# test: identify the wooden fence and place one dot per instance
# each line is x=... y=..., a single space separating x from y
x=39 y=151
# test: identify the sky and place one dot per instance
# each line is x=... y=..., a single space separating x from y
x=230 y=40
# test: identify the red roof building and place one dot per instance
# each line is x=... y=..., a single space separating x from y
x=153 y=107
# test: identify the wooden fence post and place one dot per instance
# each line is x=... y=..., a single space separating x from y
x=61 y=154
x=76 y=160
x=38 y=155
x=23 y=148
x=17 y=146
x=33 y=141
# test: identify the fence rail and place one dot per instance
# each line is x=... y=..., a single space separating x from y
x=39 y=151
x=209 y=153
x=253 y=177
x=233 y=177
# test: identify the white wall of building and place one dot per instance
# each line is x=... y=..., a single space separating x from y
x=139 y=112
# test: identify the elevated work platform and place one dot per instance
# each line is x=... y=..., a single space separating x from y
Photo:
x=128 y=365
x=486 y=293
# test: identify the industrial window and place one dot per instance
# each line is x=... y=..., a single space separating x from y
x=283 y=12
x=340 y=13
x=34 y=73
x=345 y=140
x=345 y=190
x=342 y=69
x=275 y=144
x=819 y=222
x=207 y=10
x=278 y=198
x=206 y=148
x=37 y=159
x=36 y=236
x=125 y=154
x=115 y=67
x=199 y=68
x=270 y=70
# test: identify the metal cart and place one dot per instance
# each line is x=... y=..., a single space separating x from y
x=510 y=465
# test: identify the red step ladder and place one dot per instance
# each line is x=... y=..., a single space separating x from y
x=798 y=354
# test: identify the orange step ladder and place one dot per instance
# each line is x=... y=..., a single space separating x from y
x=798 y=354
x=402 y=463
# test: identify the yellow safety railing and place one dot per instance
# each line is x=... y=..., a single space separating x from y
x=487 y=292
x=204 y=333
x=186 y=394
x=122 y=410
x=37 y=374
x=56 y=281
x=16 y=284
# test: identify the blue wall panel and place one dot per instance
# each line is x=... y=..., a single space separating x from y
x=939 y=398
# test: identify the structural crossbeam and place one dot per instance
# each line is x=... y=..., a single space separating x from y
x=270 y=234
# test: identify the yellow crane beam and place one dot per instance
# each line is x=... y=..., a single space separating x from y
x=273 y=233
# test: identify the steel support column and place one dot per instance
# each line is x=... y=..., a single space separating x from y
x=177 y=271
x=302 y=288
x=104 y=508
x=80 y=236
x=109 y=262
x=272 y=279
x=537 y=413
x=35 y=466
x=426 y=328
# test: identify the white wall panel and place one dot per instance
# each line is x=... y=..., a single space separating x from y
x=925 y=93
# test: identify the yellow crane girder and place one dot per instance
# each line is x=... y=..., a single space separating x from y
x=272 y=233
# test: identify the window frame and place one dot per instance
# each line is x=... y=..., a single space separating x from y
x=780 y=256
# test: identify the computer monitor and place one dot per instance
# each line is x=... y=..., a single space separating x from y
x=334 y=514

▬▬▬▬▬▬▬▬▬▬

◆ ASSIGNMENT ◆
Retype all of the material above. Do not alter a single word.

◆ YOUR RESPONSE ◆
# test: identify the wooden fence and place one dot per instance
# each line is x=... y=..., a single space separating x from y
x=39 y=151
# test: identify the sky and place one dot per instance
# each line is x=... y=..., a single space separating x from y
x=230 y=40
# test: identify the red roof building and place one dot per instance
# each line is x=... y=..., a single space separating x from y
x=153 y=107
# test: identify the wooden fence post and place one dot per instance
# each line is x=... y=..., a single space separating x from y
x=61 y=154
x=76 y=160
x=38 y=155
x=23 y=148
x=17 y=146
x=33 y=141
# test: identify the fence rail and place one dot per instance
# each line is x=... y=..., a single space separating x from y
x=39 y=151
x=209 y=153
x=253 y=177
x=233 y=177
# test: identify the white wall of building and place one dot per instance
# each line is x=... y=..., a single space separating x from y
x=139 y=112
# test: identify the elevated work platform and place one dot per instance
# each line is x=... y=..., a single space separating x from y
Photo:
x=128 y=365
x=486 y=293
# test: identify the industrial window and place one dot per instance
# each line is x=... y=..., a single space separating x from y
x=283 y=12
x=340 y=13
x=34 y=73
x=345 y=140
x=345 y=190
x=342 y=69
x=275 y=144
x=819 y=222
x=207 y=10
x=278 y=198
x=206 y=148
x=37 y=159
x=36 y=236
x=125 y=154
x=115 y=67
x=199 y=68
x=270 y=70
# test: identify the metal cart and place one dot per instance
# each line is x=... y=..., a single space separating x from y
x=510 y=465
# test: identify the red step ladder and place one dot per instance
# each line is x=... y=..., a single space separating x from y
x=798 y=354
# test: identify the orange step ladder and place one dot per instance
# each line is x=... y=..., a single space separating x from y
x=798 y=354
x=402 y=463
# test: identify the yellow safety railing and place one dot per instance
# each line is x=... y=..., a single space separating x from y
x=487 y=292
x=204 y=333
x=186 y=394
x=122 y=410
x=37 y=374
x=56 y=281
x=16 y=284
# test: identify the blue wall panel and place one dot per instance
# each line is x=... y=..., a single space separating x from y
x=939 y=398
# test: identify the structural crossbeam and place one dot per instance
# each line is x=... y=..., a single space separating x from y
x=270 y=234
# test: identify the yellow crane beam and place one dot per instance
# each line is x=... y=..., a single space separating x from y
x=273 y=233
# test: identify the steel support column and place one dot per instance
# each line is x=... y=..., a single space separating x from y
x=177 y=271
x=302 y=288
x=104 y=508
x=80 y=236
x=109 y=262
x=272 y=279
x=537 y=413
x=35 y=466
x=426 y=328
# test: identify the white wall panel and place one dot per instance
# each line is x=... y=..., a single space separating x from y
x=925 y=93
# test: identify the yellow crane girder and place one dot per instance
# each line is x=... y=..., a single space separating x from y
x=272 y=233
# test: identify the window frame and place one dot per instance
# each line is x=... y=..., a single space separating x from y
x=780 y=256
# test: identify the computer monitor and place one dot per instance
# each line is x=... y=..., a single space separating x from y
x=334 y=514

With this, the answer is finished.